Source extract:
━━━

I recently read an article that claimed the Australian Taxation Office (ATO) was not keeping an eye on the SMSF space. Let me assure you, that statement is not correct. An increase in SMSF numbers has made them an easy attack, and the recently released ATO Compliance Program 2013/14 will endeavour to keep critics of SMSFs silent.

The following aims not to argue that point but to look at what the ATO has in store for SMSFs in 2013/14 and the implications for trustees. It will examine one of the main areas that the ATO’s compliance activity will focus on this year – related party transactions.

ATO Compliance Program 2013/14

The ATO has stated that it will continue to focus on SMSFs that misuse the concessional tax environment, deliberately or unintentionally.

━━━

Items in a dataset:
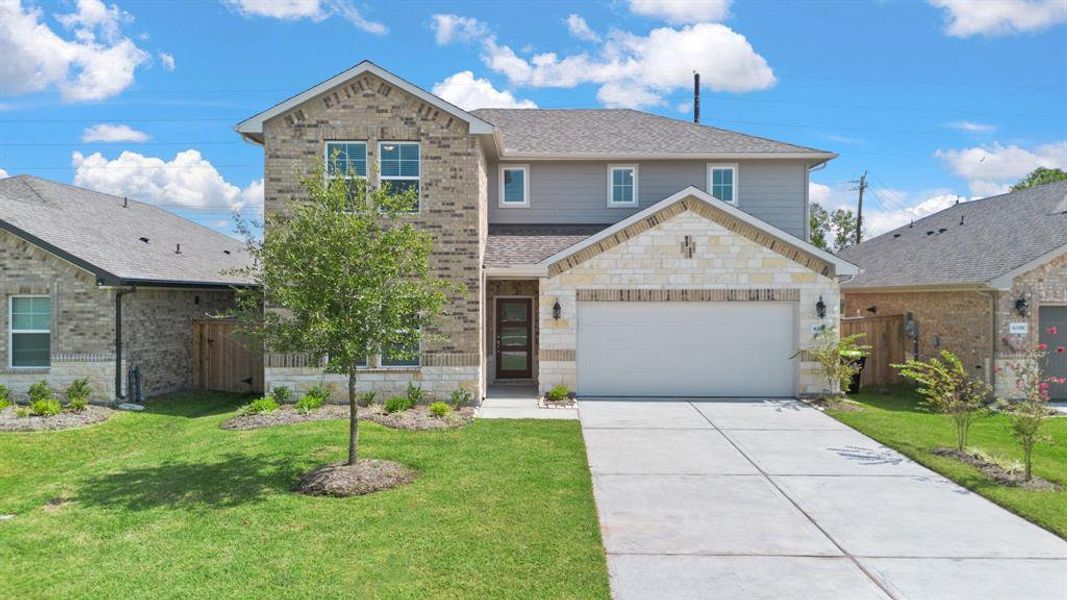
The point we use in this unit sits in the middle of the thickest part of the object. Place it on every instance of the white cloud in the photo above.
(468, 93)
(637, 70)
(580, 29)
(965, 18)
(682, 11)
(313, 10)
(972, 127)
(450, 28)
(166, 60)
(992, 169)
(188, 180)
(112, 132)
(94, 64)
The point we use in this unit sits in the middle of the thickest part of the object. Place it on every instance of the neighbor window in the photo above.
(722, 182)
(30, 327)
(622, 185)
(514, 185)
(399, 167)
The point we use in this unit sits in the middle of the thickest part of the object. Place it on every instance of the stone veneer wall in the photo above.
(452, 208)
(722, 261)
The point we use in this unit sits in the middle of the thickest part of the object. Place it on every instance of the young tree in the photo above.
(948, 389)
(341, 275)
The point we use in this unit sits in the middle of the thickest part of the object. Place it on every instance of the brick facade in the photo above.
(157, 325)
(452, 208)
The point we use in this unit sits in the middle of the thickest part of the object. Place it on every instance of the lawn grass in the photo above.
(897, 421)
(165, 504)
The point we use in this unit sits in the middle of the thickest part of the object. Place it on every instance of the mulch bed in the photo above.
(998, 473)
(368, 475)
(416, 420)
(65, 420)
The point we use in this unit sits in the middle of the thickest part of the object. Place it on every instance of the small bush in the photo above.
(440, 409)
(282, 394)
(307, 403)
(415, 395)
(461, 397)
(45, 407)
(559, 393)
(265, 405)
(78, 394)
(398, 404)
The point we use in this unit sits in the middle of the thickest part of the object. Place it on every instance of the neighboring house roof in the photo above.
(527, 245)
(252, 128)
(624, 133)
(102, 234)
(983, 242)
(541, 250)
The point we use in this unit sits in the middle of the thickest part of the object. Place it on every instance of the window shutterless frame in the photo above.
(506, 186)
(403, 167)
(619, 188)
(33, 330)
(719, 188)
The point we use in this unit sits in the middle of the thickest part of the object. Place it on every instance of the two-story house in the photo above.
(616, 252)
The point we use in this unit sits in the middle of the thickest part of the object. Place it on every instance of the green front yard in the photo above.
(897, 421)
(164, 503)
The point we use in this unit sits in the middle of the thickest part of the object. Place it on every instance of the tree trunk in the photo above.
(353, 416)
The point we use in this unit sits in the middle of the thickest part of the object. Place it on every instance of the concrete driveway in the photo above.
(773, 499)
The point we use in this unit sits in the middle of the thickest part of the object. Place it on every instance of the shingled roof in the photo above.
(123, 242)
(970, 243)
(624, 132)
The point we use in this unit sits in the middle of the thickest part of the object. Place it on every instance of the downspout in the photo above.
(118, 341)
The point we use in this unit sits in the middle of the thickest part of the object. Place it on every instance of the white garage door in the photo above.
(685, 349)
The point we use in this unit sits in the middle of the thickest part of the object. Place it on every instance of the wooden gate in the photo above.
(886, 337)
(223, 360)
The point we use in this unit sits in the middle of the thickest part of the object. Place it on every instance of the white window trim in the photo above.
(736, 177)
(382, 178)
(325, 157)
(12, 331)
(610, 171)
(526, 187)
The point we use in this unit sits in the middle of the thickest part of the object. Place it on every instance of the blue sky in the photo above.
(936, 99)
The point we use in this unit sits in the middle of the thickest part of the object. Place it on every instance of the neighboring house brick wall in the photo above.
(651, 261)
(452, 207)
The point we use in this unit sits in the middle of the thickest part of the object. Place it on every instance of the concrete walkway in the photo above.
(519, 401)
(771, 499)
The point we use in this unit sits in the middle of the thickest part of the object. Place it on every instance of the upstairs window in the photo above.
(30, 321)
(399, 162)
(722, 182)
(514, 186)
(622, 185)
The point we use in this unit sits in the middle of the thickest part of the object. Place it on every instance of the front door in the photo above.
(514, 337)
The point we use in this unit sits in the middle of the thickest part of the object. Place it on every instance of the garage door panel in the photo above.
(685, 349)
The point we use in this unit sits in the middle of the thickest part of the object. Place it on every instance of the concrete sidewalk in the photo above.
(773, 499)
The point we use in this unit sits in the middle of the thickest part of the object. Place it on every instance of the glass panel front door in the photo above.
(514, 337)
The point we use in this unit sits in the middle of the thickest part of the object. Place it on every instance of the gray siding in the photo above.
(775, 191)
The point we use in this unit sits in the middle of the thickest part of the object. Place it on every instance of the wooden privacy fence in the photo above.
(886, 337)
(223, 360)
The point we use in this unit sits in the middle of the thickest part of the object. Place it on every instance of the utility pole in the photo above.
(696, 97)
(859, 207)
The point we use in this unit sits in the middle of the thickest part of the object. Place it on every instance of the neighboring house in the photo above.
(610, 251)
(982, 279)
(78, 267)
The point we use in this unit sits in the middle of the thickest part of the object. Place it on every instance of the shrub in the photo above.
(398, 404)
(440, 409)
(461, 397)
(78, 394)
(265, 405)
(558, 393)
(282, 394)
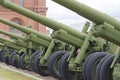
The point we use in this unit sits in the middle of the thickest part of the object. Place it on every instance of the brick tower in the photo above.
(38, 6)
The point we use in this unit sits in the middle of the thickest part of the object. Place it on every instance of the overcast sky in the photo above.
(61, 14)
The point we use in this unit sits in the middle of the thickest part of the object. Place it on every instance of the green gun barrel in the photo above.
(11, 35)
(43, 20)
(11, 43)
(25, 29)
(89, 13)
(2, 40)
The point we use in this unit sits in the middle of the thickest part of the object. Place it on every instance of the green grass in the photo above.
(10, 75)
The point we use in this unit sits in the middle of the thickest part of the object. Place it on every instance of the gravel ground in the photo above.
(27, 73)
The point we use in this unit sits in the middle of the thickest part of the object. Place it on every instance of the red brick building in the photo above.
(38, 6)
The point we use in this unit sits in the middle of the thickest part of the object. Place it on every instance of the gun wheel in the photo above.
(90, 65)
(12, 59)
(22, 62)
(64, 72)
(42, 70)
(53, 64)
(32, 59)
(107, 73)
(6, 58)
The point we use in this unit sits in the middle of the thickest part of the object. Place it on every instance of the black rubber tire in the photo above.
(11, 56)
(105, 69)
(91, 64)
(14, 62)
(32, 59)
(98, 68)
(53, 66)
(39, 69)
(63, 69)
(2, 54)
(21, 61)
(6, 59)
(84, 66)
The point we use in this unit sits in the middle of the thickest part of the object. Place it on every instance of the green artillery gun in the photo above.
(9, 46)
(13, 58)
(87, 44)
(36, 37)
(107, 28)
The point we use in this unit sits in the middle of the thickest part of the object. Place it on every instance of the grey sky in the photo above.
(61, 14)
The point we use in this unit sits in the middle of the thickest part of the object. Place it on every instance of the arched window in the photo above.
(10, 0)
(21, 2)
(16, 31)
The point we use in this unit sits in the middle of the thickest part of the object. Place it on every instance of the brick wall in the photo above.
(38, 6)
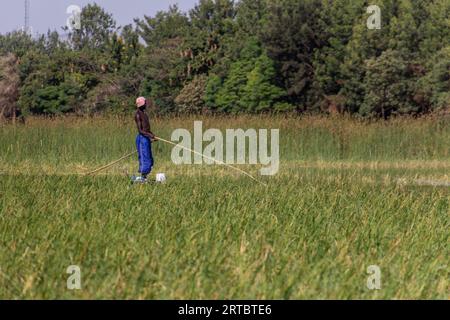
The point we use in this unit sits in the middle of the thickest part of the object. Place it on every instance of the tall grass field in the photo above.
(348, 195)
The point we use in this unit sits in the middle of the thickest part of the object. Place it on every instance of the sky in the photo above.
(51, 14)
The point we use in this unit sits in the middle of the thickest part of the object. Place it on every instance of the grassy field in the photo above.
(348, 195)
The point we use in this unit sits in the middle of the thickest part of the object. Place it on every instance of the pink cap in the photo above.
(140, 102)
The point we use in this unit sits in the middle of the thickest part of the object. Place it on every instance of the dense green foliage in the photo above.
(244, 56)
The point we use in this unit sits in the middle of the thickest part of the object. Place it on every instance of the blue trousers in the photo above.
(144, 148)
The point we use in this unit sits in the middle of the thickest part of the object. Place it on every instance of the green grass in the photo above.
(335, 208)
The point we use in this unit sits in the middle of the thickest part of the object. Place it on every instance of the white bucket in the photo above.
(160, 177)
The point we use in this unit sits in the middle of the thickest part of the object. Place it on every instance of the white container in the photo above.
(160, 177)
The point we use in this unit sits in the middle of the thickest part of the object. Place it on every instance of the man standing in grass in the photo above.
(144, 140)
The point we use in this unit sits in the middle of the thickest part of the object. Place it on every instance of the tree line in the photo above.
(248, 56)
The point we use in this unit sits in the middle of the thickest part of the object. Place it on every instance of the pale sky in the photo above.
(51, 14)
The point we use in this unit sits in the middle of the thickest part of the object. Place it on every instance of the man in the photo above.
(144, 140)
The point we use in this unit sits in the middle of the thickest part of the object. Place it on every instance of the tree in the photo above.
(389, 88)
(191, 97)
(291, 33)
(165, 25)
(260, 94)
(9, 86)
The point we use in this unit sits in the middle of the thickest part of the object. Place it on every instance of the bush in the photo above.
(191, 97)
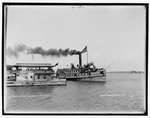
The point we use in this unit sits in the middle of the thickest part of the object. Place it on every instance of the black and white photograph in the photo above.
(75, 58)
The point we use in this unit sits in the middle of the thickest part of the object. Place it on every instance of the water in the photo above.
(123, 92)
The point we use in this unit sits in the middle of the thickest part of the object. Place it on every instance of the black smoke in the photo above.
(39, 50)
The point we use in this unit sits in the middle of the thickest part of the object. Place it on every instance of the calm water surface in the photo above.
(123, 92)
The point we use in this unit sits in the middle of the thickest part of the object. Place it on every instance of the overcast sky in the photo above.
(113, 34)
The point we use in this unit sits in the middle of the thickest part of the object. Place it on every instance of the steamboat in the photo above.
(87, 72)
(33, 74)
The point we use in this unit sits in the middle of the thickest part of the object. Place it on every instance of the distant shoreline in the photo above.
(125, 72)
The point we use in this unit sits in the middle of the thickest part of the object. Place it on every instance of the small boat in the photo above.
(34, 75)
(87, 73)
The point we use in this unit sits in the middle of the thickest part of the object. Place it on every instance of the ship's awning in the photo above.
(33, 65)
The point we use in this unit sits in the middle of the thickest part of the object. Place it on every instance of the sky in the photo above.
(114, 35)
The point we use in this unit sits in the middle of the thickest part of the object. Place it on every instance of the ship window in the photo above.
(44, 77)
(38, 76)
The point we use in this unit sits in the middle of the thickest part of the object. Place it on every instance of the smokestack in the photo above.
(80, 59)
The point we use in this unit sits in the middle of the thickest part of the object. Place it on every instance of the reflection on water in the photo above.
(122, 92)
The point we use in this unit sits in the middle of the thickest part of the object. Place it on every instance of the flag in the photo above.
(84, 50)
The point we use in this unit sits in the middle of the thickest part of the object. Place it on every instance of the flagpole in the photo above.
(87, 56)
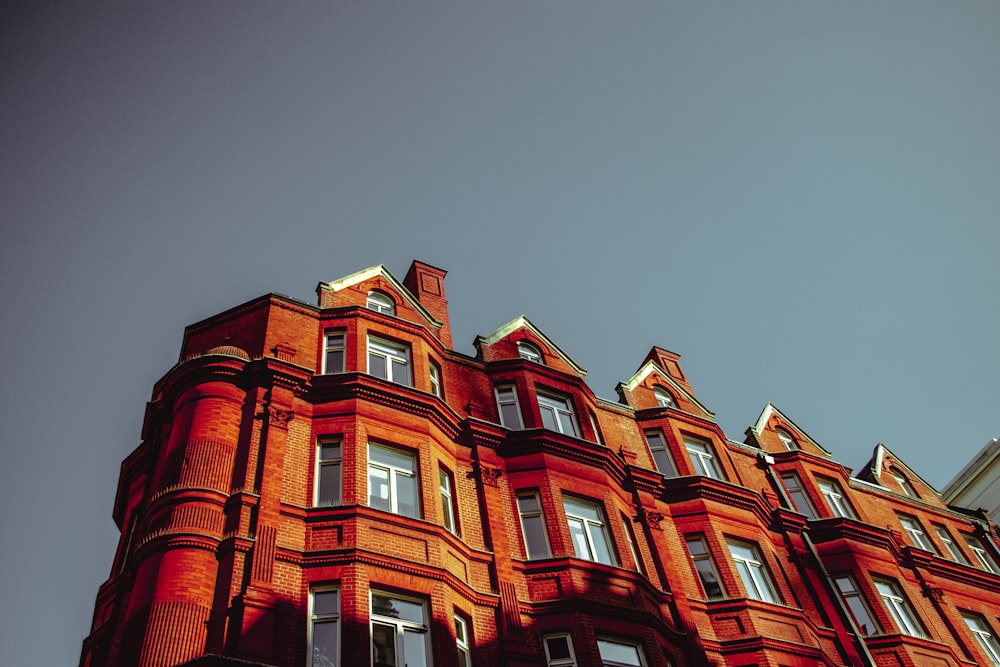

━━━

Written instruction 1:
Decide whether each statement agrees with the text on the ATO's 2013/14 SMSF compliance program. Answer yes or no, and quote the words of the text that decide it.
(a) The writer agrees with the article claiming that the ATO was not keeping an eye on the SMSF space.
(b) The text will examine related party transactions as one of the main areas of ATO compliance activity this year.
(c) The ATO will focus only on SMSFs that misuse the concessional tax environment deliberately.
Written instruction 2: Write the next part of the text on the ATO's 2013/14 SMSF compliance program, starting after its final sentence.

Right answer 1:
(a) No: "Let me assure you, that statement is not correct."
(b) Yes: "It will examine one of the main areas that the ATO’s compliance activity will focus on this year – related party transactions."
(c) No: "misuse the concessional tax environment, deliberately or unintentionally."

Right answer 2:
The ATO will monitor the registrations of SMSFs using information on the Australian Business Register (ABR). If a fund is in its first year of operation and the ATO considers it highly likely that it will not operate correctly, its lodgement concession will be removed. This means that the fund must lodge by 31 October, and the ATO will follow up to ensure it lodges by that date. The ATO has stated that it will not issue a notice of compliance until after the fund has lodged its first annual return and it is satisfied that the fund is doing the correct thing.

The ATO will focus on:

  • whether the fund has been established as a genuine superannuation fund
  • lodgement obligations
  • use of prohibited loans
  • related party transactions
  • funds with a history of non-compliance
  • incorrect reporting of exempt current pension income, tax losses and non-arm’s length transactions.

The ATO also stated that it will provide ongoing support to approved auditors whilst also monitoring their competence, including via contravention reports. It will continue to refer any concerns to ASIC, with whom it works closely on the registration regime for auditors of SMSFs.

Last year, the ATO reviewed the regulatory compliance of over 9,000 SMSFs, raising $16.4 million in tax liabilities. The audits resulted in 132 SMSFs being made non-compliant due to serious breaches of their obligations. The ATO Program highlighted that most trustees met their obligations with reported breaches running at less than 2% of all such funds.

Should we be worried?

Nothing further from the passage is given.